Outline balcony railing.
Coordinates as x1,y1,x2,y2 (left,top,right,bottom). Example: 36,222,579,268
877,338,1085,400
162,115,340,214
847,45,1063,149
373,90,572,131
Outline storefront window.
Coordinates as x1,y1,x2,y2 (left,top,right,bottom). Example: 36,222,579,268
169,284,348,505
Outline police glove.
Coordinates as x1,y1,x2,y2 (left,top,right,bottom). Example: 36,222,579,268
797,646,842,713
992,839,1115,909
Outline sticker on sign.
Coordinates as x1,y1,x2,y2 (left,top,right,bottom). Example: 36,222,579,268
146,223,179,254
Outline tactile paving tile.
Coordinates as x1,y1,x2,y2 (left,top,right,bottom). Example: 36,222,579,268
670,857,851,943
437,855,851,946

======

Rewrite everything from the start of the records down to the line containing "169,284,348,505", with "storefront window" changed to "shop window" and nothing else altered.

RESULT OF THIS EXERCISE:
Outline balcony railing.
Coordinates as x1,y1,x2,y2 (left,top,right,bottom). Example: 36,222,579,268
877,338,1085,400
162,115,340,214
847,45,1063,149
373,90,572,131
Outline shop window.
Coordinates as x1,y1,x2,y2 (left,top,right,bottom). Example: 36,222,579,268
169,284,348,505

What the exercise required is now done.